Work task 1: In the forum thread on pressure testing plastic pipe, what did the tire pressure gauge read when it was used to check the pegged test gauge?
Work task 2: Write what comes next in the forum thread on pressure testing plastic pipe, picking up after its final sentence.

Passage provided:
▬▬▬▬▬▬

Maintain pressure on the system during the slab pour or when finished flooring is being installed. This simplifies leak detection if the tubing is damaged during the pour or installation.

If you have any questions, please contact Wirsbo Technical Service at (800) 321-4739.

Elaine E. Hoffman

Technical Services

Uponor Wirsbo


----------



## JBI

Re: Pressure testing plastic pipe

Not for nothing, but doesn't it make sense that you should be able to use at LEAST working system pressure to test anything? Plastic or metal, it needs to withstand working pressure. I realize that water and air exert pressure differently and all that, but 5# on waste lines and 60-100# on supply are well within reason.

cboboggs - For what it's worth, our current NYS Codes are based on the 03 I-Codes. The ICC codes-on-line link still works also.


----------



## peach

Re: Pressure testing plastic pipe

we'll test with air if the temperature doesn't allow for water testing... but they need to still test with water after freezing is over.

The real secret is to have it holding for at least 1 hour before you try to witness it.. if it's going to fail, it'll be when they put the air pressure on...

but.. they still need to test with water..

having said that, the drywallers will probably hit whatever lines you checked at rough in, anyway.

think of it as job security!


----------



## conarb

Re: Pressure testing plastic pipe

Click on the pumpkin for you Happy Halloween card!


----------



## pwood

Re: Pressure testing plastic pipe

got to go with jar on this one. several years ago i watched a plumber trying to tighten a cap on a four inch line for the under floor air test. i turned away and heard a loud explosion and turned back around to see a huge cloud of dust and the plumber on his keyster.he looked like he had stepped on an ied. i have not allowed an air test on the dwv system since. he was lucky not to have suffered any hearing loss or physical damage.


----------



## JBI

Re: Pressure testing plastic pipe

How much pressure? 5 - 7 lbs shouldn't cause that...  :?


----------



## pwood

Re: Pressure testing plastic pipe

jd,

 5-7 pounds is what these guys would test it at. it really surprised me that that little pressure could make that much noise and dust!


----------



## conarb

Re: Pressure testing plastic pipe

If the plastics industry says not to air test their pipe, like Jar has posted, why do you guys still want to air test it? 

I recall remodeling the building department in the basement of the old San Leandro City Hall in the late 60s.  The CBO came to me to introduce me to his subordinate who would be handling the rest of the job, telling me he was going to Hawaii, I asked about his "vacation" and he told me that it was all expenses paid by the plastic pipe industry, he would gladly take their "vacation" but it would be a cold day in Hell before plastic pipe was ever used in "his town". A few years later he retired and ABS was approved in San Leandro, where are the good old inspectors like that?


----------



## 

Re: Pressure testing plastic pipe

JD,

I agree with you in principle but not in practice.  Many times I have witnessed an air test on gas pipe with a 30 psi test gauge that is maxed out.  Since their compressor will reach 120 psi there is no way of knowing how much pressure has been applied but it is somewhere between 30 and 120 psi.  I encountered a test with the furnace hooked up and the shut-off valve open.  The gauge was pegged so I checked it with a tire pressure gauge and it was at 60psi. They will make the same mistake with ABS.  I don't want to be in a building with ABS pressurized at 120 psi.

▬▬▬▬▬▬

Records shown:

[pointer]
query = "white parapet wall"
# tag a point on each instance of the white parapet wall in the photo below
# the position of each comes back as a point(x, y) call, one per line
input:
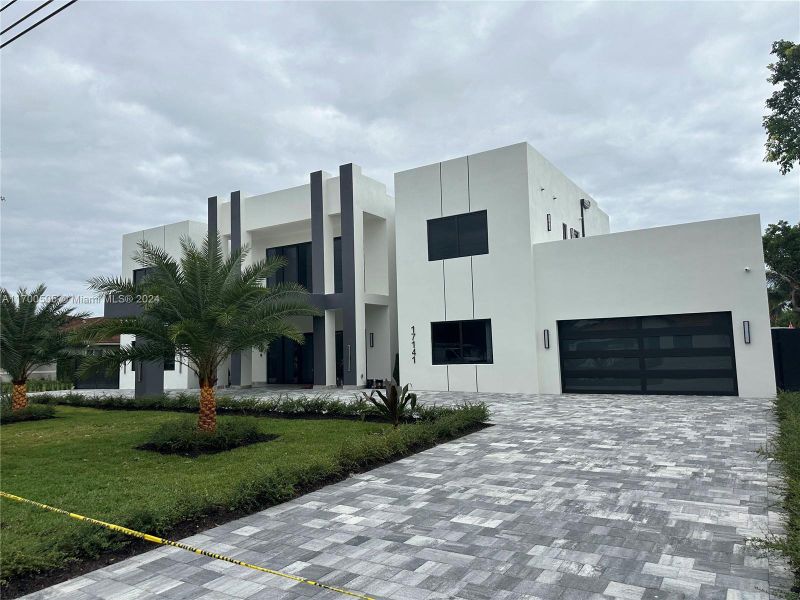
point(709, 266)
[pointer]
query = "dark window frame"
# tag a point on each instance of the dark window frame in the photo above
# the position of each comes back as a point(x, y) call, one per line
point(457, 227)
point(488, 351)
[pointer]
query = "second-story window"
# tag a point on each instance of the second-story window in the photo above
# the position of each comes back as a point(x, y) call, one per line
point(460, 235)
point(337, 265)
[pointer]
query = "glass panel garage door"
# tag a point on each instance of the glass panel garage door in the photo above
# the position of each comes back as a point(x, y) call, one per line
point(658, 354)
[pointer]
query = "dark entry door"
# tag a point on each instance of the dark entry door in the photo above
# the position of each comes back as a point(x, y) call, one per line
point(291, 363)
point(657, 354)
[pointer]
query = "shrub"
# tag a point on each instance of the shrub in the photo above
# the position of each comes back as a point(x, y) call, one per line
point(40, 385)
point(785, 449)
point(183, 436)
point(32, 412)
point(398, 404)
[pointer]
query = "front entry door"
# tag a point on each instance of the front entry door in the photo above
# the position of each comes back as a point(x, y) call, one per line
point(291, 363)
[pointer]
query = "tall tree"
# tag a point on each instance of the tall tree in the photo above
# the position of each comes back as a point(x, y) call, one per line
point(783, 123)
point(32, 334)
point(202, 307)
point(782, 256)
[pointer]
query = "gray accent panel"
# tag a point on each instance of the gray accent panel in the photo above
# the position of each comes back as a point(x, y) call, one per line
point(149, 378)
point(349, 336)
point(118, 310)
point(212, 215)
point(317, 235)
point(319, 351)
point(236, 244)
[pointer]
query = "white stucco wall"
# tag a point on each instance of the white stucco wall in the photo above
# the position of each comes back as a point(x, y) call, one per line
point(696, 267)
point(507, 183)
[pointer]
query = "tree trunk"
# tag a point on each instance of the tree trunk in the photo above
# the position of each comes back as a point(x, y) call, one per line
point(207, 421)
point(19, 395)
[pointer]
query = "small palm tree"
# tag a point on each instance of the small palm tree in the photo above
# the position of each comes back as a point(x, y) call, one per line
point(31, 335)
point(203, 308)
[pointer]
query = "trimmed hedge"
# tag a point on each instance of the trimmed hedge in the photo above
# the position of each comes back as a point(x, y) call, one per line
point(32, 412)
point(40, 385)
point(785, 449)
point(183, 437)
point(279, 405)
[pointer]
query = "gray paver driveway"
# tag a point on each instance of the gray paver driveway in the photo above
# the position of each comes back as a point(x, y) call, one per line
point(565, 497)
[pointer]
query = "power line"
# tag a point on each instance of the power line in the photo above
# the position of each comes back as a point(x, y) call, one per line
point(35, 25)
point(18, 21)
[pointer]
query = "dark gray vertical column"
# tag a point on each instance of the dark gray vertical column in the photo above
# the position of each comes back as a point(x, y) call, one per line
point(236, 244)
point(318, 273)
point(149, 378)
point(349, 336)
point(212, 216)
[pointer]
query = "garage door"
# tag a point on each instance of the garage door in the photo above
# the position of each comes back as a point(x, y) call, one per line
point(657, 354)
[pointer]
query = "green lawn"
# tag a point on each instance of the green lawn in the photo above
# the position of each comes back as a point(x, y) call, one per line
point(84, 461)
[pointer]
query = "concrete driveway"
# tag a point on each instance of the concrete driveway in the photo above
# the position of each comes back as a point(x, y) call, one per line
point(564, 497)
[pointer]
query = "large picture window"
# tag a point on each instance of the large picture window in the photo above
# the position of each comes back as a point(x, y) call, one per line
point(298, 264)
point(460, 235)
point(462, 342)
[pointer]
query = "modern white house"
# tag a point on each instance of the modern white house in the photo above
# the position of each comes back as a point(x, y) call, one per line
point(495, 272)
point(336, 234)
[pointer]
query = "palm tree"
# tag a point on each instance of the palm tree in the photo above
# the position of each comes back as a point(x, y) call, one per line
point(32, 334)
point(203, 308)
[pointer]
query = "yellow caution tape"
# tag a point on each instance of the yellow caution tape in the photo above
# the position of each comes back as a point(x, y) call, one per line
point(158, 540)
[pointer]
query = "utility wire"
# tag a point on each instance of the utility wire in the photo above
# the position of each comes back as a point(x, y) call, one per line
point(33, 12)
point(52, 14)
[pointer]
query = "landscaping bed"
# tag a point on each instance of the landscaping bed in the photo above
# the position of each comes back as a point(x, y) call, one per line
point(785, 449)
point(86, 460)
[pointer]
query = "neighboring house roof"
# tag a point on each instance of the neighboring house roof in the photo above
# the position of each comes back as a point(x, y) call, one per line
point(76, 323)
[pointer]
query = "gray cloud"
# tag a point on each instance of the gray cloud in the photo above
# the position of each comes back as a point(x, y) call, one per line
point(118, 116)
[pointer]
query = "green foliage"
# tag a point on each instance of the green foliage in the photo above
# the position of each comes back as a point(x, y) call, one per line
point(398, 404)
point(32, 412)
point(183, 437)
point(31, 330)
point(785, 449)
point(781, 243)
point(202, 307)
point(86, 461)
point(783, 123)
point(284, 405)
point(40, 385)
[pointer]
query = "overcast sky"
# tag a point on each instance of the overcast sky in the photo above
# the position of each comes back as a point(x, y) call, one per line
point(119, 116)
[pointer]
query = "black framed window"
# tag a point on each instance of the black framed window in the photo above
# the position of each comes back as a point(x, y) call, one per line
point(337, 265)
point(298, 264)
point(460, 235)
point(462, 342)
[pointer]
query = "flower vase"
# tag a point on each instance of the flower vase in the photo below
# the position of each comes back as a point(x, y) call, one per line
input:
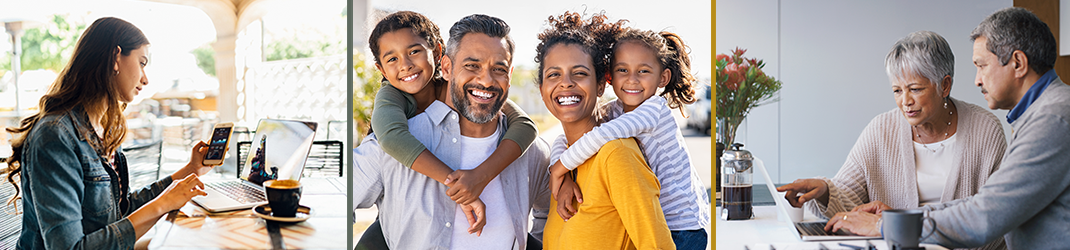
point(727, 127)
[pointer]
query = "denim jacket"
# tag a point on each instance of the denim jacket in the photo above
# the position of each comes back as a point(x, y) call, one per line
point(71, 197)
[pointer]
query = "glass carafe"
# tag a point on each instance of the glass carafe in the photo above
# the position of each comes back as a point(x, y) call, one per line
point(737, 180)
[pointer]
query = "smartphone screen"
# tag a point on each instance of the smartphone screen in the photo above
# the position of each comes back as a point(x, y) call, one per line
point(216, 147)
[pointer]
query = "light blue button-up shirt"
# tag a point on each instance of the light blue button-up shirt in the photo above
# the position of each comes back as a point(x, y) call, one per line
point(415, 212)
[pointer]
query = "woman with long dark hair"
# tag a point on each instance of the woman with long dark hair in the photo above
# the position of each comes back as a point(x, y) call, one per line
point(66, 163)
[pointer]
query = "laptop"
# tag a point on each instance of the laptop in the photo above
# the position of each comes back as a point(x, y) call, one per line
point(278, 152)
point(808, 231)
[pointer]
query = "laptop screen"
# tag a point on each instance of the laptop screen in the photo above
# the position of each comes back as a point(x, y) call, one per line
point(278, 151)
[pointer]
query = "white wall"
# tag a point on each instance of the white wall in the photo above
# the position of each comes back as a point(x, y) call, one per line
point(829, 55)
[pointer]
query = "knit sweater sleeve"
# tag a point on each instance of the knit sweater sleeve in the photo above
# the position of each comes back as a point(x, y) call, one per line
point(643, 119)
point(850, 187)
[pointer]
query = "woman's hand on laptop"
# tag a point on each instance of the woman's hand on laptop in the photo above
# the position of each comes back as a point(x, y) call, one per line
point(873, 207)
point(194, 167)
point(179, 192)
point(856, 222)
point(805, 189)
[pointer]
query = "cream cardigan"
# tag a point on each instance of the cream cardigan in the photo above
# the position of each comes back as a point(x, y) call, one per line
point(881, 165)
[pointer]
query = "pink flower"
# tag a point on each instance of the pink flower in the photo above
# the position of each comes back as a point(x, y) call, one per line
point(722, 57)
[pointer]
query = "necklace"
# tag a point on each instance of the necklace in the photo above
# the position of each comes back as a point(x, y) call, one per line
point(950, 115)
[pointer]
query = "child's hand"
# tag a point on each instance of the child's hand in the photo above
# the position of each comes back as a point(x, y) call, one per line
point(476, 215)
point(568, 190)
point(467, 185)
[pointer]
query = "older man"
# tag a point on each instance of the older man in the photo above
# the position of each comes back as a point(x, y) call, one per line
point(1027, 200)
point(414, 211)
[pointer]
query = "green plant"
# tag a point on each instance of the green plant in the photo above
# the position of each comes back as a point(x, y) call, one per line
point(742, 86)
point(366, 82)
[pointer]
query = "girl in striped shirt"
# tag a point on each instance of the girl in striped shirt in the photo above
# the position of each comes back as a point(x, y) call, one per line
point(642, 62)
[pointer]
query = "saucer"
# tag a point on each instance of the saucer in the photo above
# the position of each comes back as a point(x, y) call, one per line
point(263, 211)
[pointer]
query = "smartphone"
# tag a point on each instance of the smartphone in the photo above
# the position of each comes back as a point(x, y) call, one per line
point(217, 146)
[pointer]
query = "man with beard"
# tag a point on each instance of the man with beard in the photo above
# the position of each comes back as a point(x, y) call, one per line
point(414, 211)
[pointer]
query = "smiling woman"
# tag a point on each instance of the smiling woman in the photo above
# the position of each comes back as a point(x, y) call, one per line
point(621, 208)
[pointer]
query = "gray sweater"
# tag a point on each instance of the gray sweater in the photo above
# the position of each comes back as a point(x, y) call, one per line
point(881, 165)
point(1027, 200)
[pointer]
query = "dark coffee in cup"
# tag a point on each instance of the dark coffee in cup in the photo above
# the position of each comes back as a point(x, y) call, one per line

▬▬▬▬▬▬

Task output 1: 60 psi

Task output 2:
There was a job where the plumber decided to air test cast iron DWV because it was sleeved and some portions were to be encased in concrete prior to a test.  He first asked my supervisor if this was acceptable and got a green light to proceed. Then the job became mine.  Cast iron will not pass an air test without a lot of grief.  Several sections of pipe failed and a pallet load of elbows failed.  On top of that, each time an elbow or pipe section had to be replaced, the no-hub fitting had to be replaced because the rubber had formed to the imperfections of the surface of the previous pipe or elbow.

I doubt it was a bad batch of cast iron because this has happened twice.  The second time, the plumber insisted that my first encounter with air testing cast iron was a fluke.  Now if a plumber proposes an air test with cast iron, I ask if they have ever done that before.  So far none have tried it.


----------



## JBI

Re: Pressure testing plastic pipe

We do come here to learn. I'll consider this my lesson for the week.      Personally haven't experienced it, but I've also never experienced being shot in head and have no desire to do so.  :roll:

Now if I can only remember to bring this up at our next Chapter meeting, I'll poll the locals and see what they have experienced. Maybe someone around here has some first hand experience with this type of failure...  :?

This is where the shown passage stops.